▶ **Task description**
Report every line of the data below that contains the word "collar", copying each line in full. Matching is case-sensitive.

Dataset excerpts on pointing at objects:
----------
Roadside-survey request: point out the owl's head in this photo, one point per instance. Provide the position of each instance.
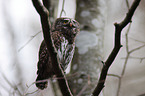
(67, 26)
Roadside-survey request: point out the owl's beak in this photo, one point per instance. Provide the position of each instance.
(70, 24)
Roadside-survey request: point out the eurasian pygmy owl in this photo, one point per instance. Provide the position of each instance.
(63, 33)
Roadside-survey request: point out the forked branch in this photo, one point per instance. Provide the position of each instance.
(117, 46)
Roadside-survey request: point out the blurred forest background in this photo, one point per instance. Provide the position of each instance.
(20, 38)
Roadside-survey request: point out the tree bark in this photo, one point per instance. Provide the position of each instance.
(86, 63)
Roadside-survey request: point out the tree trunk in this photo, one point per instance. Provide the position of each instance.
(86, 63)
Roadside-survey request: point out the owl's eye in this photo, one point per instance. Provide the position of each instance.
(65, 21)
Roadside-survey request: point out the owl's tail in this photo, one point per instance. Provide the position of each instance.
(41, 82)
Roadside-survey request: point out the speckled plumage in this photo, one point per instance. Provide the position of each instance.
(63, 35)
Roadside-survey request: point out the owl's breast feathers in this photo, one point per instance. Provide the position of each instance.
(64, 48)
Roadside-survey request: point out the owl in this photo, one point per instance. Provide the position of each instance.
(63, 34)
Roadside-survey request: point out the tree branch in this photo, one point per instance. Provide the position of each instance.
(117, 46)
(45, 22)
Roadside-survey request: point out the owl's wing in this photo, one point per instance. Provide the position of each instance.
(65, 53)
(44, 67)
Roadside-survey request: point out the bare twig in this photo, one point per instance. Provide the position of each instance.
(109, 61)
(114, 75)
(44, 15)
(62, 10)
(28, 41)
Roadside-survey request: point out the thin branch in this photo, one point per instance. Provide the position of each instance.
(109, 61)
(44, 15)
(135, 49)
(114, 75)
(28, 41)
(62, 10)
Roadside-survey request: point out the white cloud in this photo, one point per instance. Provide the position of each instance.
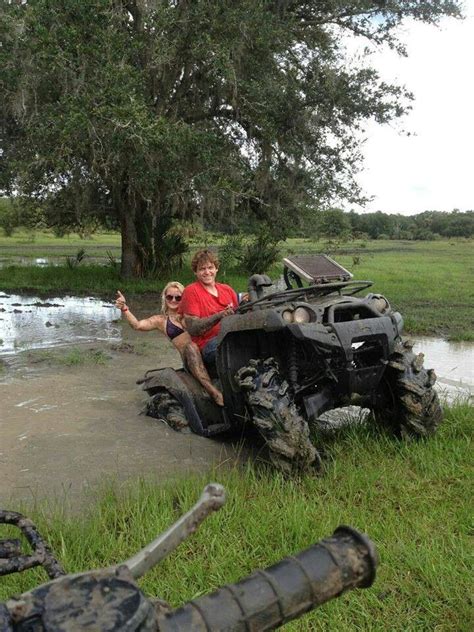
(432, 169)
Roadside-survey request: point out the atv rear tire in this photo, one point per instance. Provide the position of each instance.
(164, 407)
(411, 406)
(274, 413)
----------
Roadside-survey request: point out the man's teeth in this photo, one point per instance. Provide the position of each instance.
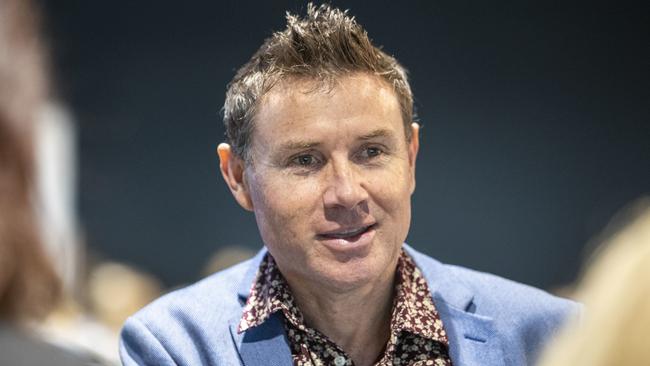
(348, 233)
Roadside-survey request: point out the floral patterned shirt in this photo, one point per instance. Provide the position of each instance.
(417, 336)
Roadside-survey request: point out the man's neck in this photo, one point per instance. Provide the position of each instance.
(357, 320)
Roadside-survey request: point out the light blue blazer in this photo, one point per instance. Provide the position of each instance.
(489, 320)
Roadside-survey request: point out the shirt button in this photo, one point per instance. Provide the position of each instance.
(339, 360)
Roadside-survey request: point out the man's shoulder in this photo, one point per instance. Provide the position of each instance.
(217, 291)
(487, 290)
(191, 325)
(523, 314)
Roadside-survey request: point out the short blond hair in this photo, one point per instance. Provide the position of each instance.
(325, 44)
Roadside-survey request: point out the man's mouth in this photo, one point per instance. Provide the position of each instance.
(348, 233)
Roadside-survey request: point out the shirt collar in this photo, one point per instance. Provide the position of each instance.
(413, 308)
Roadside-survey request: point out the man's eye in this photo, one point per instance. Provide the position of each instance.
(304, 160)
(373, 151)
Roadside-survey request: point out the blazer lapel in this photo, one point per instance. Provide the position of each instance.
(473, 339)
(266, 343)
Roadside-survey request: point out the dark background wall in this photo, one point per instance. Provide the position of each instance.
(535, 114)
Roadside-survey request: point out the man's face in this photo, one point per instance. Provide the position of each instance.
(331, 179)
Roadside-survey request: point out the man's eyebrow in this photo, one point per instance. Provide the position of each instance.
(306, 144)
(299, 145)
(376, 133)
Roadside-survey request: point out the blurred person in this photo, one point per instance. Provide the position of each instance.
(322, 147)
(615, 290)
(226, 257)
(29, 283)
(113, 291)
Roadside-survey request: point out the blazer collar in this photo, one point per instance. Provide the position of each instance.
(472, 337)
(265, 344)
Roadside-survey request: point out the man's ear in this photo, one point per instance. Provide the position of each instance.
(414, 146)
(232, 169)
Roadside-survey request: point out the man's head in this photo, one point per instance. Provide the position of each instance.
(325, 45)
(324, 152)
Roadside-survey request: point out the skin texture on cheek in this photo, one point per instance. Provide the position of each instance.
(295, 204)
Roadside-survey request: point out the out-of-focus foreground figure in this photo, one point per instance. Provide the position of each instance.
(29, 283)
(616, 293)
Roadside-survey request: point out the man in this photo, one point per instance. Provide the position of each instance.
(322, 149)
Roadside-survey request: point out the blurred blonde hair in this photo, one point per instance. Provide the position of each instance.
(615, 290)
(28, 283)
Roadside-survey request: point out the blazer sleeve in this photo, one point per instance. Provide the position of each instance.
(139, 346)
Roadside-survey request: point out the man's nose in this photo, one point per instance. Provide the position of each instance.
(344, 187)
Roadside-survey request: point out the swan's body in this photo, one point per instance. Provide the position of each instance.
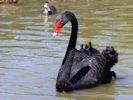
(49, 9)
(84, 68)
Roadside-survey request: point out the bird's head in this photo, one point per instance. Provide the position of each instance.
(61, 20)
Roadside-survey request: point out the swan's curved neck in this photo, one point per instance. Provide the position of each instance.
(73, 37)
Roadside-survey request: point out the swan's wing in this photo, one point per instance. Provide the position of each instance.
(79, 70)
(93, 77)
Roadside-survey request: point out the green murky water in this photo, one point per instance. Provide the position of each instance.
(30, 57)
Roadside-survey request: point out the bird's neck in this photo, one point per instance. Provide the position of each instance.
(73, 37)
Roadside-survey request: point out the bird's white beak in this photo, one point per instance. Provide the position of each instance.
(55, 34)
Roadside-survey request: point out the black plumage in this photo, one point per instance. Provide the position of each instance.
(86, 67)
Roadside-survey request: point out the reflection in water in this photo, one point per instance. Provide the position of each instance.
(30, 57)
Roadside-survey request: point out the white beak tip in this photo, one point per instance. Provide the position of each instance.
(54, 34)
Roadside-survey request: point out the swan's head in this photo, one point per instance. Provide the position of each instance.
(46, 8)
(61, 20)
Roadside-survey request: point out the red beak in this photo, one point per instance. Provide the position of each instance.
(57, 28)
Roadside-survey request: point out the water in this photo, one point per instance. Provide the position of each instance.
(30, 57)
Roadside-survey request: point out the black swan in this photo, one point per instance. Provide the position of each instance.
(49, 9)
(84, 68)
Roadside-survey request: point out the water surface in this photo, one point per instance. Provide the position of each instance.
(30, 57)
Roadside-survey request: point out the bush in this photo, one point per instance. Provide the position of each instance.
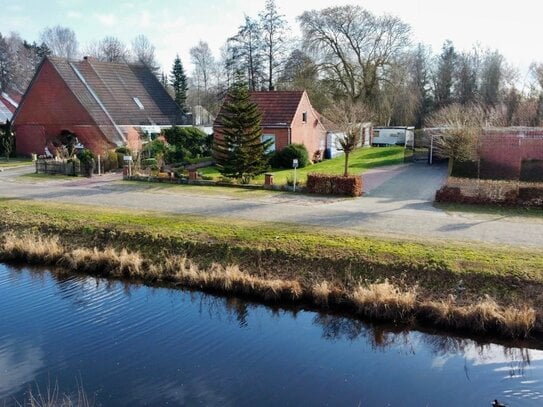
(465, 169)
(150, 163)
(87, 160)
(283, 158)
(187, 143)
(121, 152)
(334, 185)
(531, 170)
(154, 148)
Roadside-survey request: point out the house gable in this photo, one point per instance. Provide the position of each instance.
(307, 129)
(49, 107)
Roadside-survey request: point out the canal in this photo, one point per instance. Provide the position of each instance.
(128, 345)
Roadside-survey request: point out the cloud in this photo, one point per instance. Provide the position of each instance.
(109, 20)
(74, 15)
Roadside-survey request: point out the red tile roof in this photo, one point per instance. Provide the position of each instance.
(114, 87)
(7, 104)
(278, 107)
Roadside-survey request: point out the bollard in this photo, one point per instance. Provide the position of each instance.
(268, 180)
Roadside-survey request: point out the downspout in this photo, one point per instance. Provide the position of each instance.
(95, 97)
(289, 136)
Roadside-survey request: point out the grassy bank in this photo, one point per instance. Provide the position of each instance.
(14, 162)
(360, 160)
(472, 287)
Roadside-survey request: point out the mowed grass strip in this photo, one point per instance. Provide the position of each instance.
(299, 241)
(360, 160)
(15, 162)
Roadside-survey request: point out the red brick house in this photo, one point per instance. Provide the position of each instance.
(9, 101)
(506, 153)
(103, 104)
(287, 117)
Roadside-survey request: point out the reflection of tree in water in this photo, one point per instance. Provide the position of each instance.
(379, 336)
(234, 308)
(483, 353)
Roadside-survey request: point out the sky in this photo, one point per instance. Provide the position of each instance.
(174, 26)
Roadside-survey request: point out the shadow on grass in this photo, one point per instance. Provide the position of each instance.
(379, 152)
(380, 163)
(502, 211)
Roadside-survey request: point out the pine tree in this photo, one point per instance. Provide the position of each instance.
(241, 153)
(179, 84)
----------
▶ **Completed exercise**
Roadside-survey request: point out the shirt collar in this photo, one point per instance. Provide the position of each instance.
Roadside-survey request: point out the blazer collar in this photo, one point per instance. Provide the position of each instance.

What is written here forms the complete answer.